Exercise description >>
Give only the number of lines in the rows below that contain the word "instance", with case counting.

-------- Stored rows

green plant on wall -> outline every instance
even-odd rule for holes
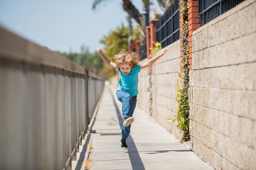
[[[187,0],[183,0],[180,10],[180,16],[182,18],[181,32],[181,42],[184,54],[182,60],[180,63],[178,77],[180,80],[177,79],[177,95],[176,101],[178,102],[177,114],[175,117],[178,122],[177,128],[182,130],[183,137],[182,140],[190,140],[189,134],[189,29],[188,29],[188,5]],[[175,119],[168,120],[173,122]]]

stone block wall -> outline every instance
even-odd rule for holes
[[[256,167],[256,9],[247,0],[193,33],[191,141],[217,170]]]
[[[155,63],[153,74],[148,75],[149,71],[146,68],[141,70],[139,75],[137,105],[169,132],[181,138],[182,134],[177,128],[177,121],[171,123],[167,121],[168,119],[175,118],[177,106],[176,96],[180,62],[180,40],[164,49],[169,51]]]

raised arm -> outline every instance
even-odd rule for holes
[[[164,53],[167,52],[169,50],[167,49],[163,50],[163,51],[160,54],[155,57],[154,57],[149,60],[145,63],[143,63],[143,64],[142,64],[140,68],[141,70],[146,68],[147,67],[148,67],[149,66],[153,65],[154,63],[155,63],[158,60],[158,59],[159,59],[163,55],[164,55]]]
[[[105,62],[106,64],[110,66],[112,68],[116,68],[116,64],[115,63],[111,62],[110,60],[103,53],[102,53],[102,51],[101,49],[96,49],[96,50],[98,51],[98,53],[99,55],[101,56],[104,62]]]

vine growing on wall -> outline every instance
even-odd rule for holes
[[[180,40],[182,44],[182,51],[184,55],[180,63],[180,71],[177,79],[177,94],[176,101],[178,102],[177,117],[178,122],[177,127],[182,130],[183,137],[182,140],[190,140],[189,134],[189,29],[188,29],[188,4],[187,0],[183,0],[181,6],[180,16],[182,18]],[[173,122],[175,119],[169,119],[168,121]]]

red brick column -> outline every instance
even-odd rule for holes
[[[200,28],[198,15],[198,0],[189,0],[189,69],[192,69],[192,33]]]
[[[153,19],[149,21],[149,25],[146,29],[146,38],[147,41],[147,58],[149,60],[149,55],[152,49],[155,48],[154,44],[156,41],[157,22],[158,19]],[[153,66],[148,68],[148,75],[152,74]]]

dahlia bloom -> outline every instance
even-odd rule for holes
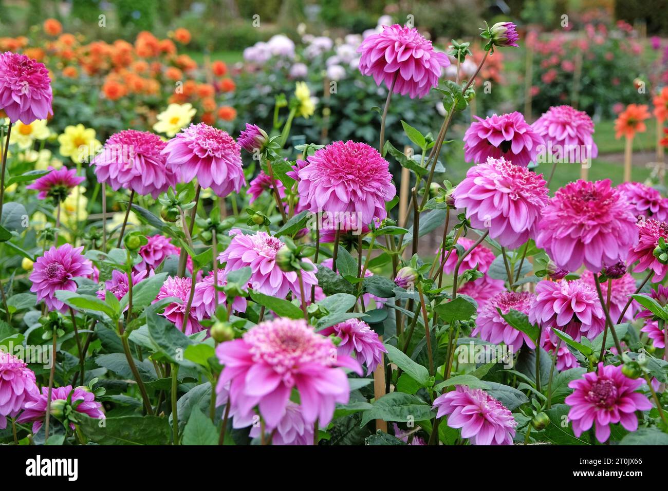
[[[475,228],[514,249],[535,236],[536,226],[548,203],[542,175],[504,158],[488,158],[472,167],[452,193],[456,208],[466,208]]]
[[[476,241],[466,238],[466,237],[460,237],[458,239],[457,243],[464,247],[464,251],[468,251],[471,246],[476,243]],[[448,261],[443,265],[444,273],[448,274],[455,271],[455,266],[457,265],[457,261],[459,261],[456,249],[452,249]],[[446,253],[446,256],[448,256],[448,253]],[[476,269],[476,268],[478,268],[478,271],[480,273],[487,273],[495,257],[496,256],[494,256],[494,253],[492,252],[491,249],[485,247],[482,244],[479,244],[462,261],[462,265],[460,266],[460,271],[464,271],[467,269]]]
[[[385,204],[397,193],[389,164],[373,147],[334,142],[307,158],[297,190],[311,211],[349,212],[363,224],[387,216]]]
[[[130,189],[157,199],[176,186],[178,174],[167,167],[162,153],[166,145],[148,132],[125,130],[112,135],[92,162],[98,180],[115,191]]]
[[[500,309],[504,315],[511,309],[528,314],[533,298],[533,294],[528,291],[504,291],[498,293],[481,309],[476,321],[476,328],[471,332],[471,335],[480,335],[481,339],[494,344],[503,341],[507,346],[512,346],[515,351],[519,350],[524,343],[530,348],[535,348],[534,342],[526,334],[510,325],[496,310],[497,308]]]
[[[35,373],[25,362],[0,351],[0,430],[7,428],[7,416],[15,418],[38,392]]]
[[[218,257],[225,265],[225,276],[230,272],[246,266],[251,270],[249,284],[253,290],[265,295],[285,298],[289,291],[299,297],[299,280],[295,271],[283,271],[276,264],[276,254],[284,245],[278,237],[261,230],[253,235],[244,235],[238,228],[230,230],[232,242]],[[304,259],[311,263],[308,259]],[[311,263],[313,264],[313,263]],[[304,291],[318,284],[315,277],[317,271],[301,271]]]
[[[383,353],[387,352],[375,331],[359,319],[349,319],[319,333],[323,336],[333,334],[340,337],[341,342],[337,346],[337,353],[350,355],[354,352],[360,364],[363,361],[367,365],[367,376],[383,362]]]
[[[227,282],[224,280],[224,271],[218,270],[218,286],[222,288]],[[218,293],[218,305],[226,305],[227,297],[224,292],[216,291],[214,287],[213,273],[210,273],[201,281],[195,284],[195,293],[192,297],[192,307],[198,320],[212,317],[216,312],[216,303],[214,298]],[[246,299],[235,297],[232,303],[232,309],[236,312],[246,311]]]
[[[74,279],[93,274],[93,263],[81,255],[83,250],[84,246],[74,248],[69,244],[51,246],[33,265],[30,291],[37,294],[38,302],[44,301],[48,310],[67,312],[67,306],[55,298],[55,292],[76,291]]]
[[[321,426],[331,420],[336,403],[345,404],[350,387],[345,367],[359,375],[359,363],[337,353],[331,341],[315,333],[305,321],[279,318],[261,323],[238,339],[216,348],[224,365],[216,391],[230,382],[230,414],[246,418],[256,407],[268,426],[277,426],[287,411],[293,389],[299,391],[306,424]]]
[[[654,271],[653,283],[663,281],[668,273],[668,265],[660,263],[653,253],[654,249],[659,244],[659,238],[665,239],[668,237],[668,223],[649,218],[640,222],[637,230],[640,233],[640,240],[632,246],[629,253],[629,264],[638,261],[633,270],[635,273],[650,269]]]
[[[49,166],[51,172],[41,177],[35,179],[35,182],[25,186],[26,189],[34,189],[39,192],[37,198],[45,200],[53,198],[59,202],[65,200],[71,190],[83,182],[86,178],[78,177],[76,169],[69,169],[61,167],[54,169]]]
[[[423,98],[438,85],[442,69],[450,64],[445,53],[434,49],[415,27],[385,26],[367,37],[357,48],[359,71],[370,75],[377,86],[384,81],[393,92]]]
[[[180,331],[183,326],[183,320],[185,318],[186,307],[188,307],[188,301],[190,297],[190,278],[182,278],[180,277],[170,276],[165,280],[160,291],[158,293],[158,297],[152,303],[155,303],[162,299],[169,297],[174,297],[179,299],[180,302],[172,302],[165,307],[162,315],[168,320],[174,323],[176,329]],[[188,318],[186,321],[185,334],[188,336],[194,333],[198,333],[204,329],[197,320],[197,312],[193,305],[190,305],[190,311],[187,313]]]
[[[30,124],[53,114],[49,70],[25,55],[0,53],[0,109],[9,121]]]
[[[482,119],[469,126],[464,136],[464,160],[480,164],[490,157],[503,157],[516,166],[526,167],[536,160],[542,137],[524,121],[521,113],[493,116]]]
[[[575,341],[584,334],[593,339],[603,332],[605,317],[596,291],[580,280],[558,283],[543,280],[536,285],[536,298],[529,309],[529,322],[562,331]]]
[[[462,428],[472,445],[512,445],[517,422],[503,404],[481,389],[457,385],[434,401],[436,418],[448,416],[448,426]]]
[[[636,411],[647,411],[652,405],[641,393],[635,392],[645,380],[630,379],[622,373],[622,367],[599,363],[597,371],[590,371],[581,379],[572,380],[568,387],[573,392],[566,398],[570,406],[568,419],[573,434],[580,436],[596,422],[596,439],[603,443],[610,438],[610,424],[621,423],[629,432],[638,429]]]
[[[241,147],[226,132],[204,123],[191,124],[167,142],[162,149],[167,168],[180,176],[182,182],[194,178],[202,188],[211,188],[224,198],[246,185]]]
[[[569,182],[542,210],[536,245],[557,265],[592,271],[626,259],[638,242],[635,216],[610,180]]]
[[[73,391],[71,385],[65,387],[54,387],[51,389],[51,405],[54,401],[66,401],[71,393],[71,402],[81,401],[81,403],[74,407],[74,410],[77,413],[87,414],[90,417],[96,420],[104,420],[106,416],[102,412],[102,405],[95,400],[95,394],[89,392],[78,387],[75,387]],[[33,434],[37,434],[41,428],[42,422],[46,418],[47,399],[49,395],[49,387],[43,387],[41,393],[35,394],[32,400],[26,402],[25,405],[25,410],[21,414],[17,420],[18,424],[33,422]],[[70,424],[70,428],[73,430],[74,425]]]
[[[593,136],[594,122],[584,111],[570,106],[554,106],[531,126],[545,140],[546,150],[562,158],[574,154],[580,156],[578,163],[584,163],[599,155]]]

----------------

Result for this exercise >>
6